- [Your assignment]: All of the entries are to be returned word for word.

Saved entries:
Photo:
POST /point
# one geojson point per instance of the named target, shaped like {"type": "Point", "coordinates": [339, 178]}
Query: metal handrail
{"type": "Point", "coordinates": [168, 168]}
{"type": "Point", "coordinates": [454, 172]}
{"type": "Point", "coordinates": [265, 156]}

- [Result for this task]:
Photo:
POST /point
# one geojson point per instance of the named target, shaped like {"type": "Point", "coordinates": [339, 178]}
Query: metal handrail
{"type": "Point", "coordinates": [168, 168]}
{"type": "Point", "coordinates": [454, 172]}
{"type": "Point", "coordinates": [265, 156]}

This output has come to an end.